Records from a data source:
☆ ☆ ☆ ☆ ☆

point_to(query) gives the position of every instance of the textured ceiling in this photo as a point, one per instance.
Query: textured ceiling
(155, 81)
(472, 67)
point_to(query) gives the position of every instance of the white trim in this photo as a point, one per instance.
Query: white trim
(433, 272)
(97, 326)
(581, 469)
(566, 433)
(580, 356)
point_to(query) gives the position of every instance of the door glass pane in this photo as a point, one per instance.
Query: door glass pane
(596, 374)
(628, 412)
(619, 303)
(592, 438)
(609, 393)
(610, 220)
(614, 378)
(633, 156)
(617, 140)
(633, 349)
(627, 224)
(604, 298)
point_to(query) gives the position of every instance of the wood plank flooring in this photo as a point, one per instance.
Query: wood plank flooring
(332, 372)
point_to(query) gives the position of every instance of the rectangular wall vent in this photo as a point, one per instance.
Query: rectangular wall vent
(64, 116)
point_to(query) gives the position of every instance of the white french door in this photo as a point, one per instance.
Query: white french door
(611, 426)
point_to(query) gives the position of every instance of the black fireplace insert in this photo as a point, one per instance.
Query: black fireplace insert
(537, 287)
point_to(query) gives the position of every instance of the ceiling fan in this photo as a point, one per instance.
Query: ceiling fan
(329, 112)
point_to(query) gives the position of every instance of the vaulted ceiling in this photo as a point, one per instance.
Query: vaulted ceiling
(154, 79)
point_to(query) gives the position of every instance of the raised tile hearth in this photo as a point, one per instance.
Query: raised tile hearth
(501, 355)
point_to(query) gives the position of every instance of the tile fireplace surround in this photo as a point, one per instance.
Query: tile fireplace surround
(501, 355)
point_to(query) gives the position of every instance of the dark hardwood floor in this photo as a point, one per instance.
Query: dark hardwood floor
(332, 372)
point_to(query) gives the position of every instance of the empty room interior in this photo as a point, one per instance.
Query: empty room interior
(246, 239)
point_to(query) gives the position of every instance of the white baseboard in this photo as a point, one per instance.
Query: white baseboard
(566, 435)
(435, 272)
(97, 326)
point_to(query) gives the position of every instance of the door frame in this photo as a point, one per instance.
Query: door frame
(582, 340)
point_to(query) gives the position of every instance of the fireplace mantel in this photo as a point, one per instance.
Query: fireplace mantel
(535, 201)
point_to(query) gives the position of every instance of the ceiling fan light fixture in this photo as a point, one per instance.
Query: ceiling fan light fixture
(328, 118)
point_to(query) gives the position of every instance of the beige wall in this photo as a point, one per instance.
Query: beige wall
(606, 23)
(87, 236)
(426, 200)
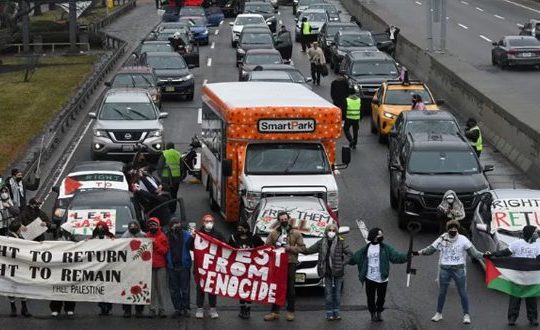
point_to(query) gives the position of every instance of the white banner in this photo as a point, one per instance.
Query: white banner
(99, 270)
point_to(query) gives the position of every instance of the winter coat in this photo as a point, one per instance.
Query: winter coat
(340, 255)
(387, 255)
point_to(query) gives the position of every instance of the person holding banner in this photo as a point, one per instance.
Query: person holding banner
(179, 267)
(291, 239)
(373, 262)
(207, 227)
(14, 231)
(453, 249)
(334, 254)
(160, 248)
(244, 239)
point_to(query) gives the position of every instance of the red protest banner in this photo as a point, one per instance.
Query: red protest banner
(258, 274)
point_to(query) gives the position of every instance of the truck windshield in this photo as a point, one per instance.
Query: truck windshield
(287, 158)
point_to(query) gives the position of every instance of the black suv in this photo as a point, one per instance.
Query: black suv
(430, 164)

☆ ☆ ☆ ☆ ☆

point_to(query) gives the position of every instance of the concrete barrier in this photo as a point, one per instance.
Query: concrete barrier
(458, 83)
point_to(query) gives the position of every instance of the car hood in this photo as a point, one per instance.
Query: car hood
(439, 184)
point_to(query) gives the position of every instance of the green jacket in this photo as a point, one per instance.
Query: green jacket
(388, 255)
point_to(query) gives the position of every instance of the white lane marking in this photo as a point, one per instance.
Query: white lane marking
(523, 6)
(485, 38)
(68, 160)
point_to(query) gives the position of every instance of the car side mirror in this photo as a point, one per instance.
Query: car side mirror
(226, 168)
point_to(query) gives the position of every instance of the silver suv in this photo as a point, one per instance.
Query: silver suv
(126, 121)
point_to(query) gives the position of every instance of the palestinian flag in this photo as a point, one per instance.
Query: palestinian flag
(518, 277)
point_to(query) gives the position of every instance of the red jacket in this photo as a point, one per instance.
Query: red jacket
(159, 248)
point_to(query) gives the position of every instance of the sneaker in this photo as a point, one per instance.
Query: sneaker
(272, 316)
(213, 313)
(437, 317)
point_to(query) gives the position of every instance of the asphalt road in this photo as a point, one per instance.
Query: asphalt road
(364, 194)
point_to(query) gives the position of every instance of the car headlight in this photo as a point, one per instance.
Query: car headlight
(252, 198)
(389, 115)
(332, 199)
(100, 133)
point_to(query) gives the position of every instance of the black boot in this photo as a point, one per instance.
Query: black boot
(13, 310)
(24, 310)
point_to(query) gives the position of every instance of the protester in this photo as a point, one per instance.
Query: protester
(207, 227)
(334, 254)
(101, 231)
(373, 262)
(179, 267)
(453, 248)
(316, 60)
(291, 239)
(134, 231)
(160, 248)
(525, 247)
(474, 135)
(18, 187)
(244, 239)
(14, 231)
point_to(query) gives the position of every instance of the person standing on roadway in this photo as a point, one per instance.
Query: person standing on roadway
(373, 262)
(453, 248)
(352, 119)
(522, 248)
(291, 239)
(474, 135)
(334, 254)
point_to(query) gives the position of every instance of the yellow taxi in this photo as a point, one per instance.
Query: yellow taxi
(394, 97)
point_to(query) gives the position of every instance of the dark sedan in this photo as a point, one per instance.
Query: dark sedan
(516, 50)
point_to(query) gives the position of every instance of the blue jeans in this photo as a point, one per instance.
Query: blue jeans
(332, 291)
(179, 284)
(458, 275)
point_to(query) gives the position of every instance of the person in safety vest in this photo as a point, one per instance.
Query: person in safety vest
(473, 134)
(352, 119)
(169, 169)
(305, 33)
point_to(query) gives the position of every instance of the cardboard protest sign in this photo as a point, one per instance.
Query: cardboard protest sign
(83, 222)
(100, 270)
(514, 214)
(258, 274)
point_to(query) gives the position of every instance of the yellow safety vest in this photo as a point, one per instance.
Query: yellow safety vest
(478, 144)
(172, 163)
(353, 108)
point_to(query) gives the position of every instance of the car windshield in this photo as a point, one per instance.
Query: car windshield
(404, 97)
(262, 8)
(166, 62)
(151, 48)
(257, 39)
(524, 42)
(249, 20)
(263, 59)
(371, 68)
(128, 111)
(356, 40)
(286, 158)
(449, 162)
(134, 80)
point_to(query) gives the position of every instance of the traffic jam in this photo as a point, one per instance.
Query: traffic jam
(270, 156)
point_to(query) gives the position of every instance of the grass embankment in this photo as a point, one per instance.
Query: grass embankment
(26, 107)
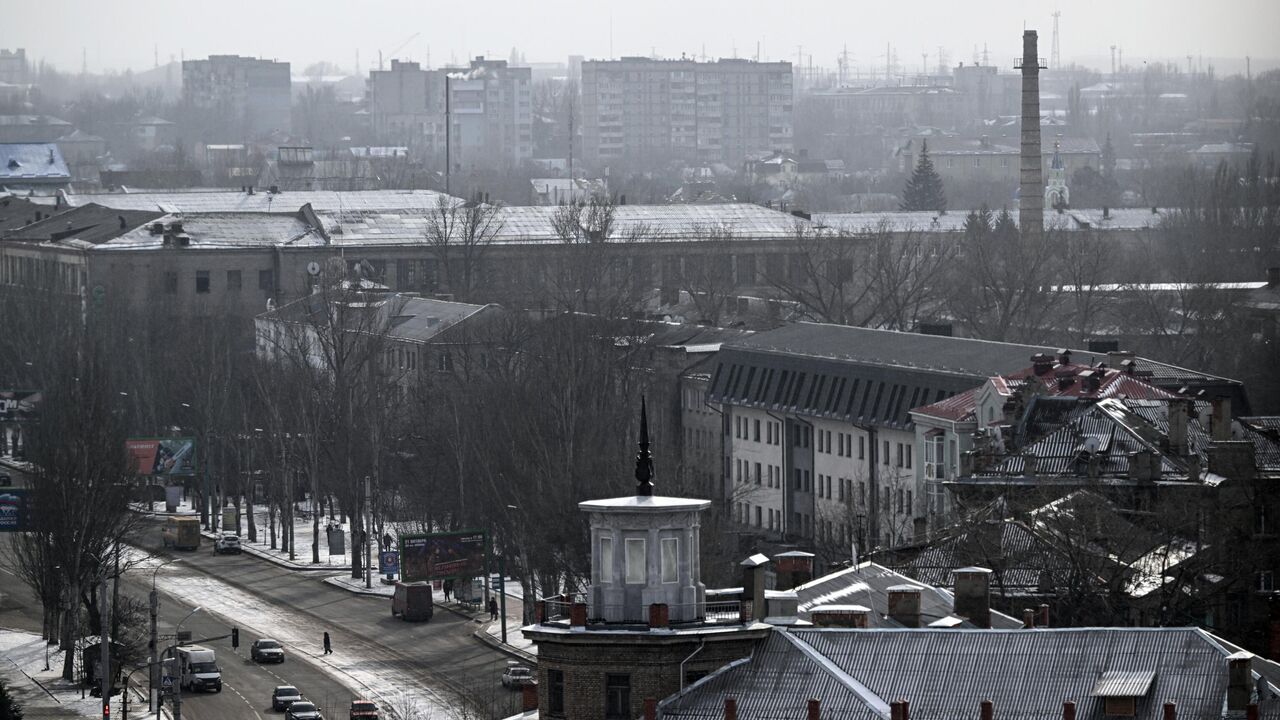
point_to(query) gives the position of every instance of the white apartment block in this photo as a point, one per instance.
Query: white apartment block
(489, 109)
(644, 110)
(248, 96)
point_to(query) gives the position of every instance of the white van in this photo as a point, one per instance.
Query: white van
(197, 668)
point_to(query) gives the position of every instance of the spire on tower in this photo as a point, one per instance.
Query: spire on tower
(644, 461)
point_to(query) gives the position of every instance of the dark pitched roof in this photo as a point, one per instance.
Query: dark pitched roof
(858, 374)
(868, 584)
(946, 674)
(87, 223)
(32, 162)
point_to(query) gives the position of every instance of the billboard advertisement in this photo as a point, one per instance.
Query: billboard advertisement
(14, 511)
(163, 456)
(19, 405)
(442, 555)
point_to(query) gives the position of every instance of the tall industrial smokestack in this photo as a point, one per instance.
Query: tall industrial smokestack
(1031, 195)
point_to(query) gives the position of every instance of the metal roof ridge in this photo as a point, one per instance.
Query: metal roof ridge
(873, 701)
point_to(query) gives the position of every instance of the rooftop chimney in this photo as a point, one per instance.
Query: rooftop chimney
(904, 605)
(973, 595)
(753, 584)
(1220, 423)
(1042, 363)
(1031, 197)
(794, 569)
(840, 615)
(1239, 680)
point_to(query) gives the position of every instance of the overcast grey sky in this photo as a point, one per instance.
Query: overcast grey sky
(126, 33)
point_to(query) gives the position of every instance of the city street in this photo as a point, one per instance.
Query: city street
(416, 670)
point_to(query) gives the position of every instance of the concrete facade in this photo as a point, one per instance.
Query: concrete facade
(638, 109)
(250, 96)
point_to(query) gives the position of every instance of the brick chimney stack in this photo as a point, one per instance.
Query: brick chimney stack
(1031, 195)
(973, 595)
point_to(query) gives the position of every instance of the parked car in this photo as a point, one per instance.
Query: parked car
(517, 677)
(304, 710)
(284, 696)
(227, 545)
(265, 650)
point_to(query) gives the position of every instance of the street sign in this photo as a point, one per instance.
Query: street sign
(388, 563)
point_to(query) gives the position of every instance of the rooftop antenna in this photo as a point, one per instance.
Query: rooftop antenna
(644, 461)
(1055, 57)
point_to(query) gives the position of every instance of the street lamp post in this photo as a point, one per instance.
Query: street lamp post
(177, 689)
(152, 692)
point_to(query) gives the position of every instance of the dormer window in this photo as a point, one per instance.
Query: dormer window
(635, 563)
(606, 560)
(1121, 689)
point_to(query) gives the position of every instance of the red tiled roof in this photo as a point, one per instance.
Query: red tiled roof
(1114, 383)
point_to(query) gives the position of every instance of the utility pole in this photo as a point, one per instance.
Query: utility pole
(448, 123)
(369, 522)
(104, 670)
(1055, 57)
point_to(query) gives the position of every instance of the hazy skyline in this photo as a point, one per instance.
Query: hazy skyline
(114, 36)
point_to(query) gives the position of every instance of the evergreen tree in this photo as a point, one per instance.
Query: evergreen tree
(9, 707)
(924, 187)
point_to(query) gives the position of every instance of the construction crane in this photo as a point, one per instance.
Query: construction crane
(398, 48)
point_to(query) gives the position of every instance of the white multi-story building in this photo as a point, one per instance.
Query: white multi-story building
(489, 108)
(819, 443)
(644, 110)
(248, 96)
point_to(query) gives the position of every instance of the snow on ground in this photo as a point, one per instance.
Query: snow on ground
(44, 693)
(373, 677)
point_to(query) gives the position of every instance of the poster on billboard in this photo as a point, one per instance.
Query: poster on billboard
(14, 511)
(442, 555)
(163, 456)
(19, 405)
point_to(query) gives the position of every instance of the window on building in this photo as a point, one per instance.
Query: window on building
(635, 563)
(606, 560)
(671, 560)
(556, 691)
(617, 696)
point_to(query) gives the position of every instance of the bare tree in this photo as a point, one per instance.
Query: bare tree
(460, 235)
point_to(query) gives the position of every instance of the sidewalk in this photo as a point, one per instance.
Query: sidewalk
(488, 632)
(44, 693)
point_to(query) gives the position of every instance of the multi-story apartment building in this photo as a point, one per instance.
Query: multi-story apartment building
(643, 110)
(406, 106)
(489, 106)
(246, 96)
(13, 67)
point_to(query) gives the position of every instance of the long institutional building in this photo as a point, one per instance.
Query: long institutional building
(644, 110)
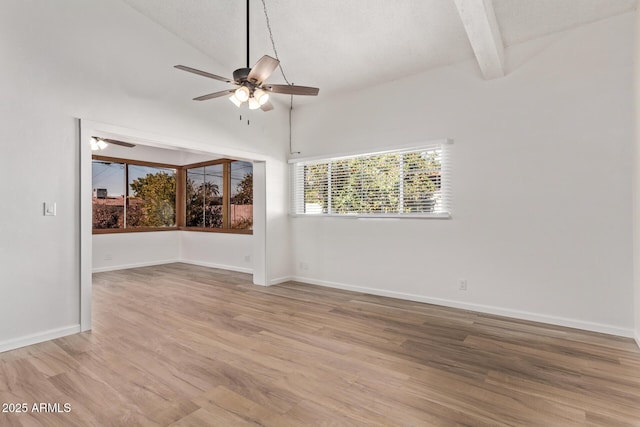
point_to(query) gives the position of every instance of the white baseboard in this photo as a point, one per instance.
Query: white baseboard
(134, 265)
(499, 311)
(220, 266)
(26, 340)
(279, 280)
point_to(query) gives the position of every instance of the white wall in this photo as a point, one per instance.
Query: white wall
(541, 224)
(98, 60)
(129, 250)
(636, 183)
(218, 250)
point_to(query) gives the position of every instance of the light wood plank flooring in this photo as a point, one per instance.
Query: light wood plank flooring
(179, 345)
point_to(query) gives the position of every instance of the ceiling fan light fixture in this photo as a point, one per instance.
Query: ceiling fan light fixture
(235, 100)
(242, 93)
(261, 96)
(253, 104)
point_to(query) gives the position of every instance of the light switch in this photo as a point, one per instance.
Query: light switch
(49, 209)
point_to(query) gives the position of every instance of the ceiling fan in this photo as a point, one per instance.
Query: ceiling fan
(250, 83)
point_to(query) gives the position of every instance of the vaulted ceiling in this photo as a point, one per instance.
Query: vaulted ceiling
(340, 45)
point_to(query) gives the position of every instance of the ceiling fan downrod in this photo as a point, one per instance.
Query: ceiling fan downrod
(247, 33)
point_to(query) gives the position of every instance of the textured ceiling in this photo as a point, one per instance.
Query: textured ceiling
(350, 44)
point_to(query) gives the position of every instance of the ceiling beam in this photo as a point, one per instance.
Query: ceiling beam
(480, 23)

☆ ☆ ☆ ☆ ☆

Aim of the exercise: Would you copy out exactly the lines above that start at the one containing "of the construction" and end at the one containing "of the multi-story", inclusive?

Solution to this problem:
point_to(query) gives the position of every instance of the construction crane in this photo as a point, one per instance.
Query: construction crane
(398, 48)
point_to(query) gives the position of every instance of the white multi-story building in this photo as a point, one per instance.
Query: white multi-story building
(489, 108)
(819, 443)
(644, 110)
(248, 96)
point_to(query) gives the position of every instance of the snow on ground in this photo as a point, one per instance.
Query: snow on ground
(44, 693)
(373, 677)
point_to(query) gives the position of every instance of the poster on billboard in this photo as a point, one per instance.
Query: poster on billboard
(14, 511)
(442, 555)
(163, 456)
(19, 405)
point_to(query) gives the position of every instance of the window on building in this photo as a point, one per instance.
Query: window on building
(635, 563)
(606, 560)
(671, 560)
(556, 691)
(617, 696)
point_to(query) gives the position of every instance of the bare tree in this photo as a point, one per instance.
Query: bare tree
(460, 235)
point_to(query) gives the position of every instance of the sidewalk in this photo as a point, one per instance.
Query: sidewalk
(488, 632)
(44, 693)
point_to(query) gives the position of every instance of the multi-story apartment building in this photo as a point, one per instance.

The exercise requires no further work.